[Detection examples]

——————————

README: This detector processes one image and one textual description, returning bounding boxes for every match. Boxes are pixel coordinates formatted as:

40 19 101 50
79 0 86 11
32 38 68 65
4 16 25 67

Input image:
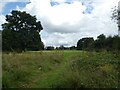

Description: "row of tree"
1 10 120 52
77 34 120 51
45 34 120 51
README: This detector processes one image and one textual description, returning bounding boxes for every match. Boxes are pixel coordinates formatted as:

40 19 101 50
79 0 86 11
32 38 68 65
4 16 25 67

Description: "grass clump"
2 51 120 88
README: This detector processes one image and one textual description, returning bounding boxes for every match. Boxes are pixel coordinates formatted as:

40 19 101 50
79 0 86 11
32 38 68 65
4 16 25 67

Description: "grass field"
2 51 120 88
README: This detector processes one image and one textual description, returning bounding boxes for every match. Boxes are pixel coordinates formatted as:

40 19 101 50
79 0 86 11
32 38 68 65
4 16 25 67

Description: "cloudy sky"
0 0 119 46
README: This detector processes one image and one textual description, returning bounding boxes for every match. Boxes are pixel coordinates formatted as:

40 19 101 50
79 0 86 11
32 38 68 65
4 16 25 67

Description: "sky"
0 0 119 46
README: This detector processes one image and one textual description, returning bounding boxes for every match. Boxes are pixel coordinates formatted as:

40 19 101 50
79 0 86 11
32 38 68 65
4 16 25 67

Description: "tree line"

——————————

Rescale the records above by rewriting every line, requests included, with each bounding-box coordinate in the answers multiplied by 1.1 and rounded to a whole number, halves rounding up. Leave the numbers in the requests and their format samples unchanged, and omit the picture.

README: This detector processes one image and one textual description, returning bounding boxes for every match. Boxes are pixel coordinates formatted as:

40 19 101 50
79 0 86 11
32 38 68 65
4 16 25 67

Input image:

Description: "row of tree"
1 11 132 57
85 37 132 56
50 37 132 56
README: This detector processes one image and one textual description, returning bounding boxes for every match. Boxes are pixel coordinates formatted as:

40 19 101 50
79 0 86 11
32 38 68 65
4 16 25 67

Description: "grass clump"
2 56 132 97
README: This detector processes one image and one textual description, returning bounding boxes for every match. Boxes are pixel coordinates formatted as:

40 19 101 50
79 0 86 11
32 38 68 65
4 16 25 67

Description: "grass field"
2 56 132 97
README: This detector processes one image and one textual description, returning bounding boxes for every match. Boxes are pixel coordinates formatted as:

40 19 101 50
79 0 86 11
32 38 68 65
4 16 25 67

Description: "cloudy sky"
0 0 131 51
README: This detector processes one image and one textual description, returning bounding boxes for every match. Boxes are pixel coordinates formatted as:

40 19 101 50
79 0 86 11
32 38 68 65
4 16 25 67

Description: "sky"
0 0 131 51
README: This detector processes one image and one textual description, returning bounding boxes for every match. Boxes are pixel coordinates formatted as:

40 19 101 50
79 0 86 11
32 38 68 65
4 16 25 67

Description: "tree line"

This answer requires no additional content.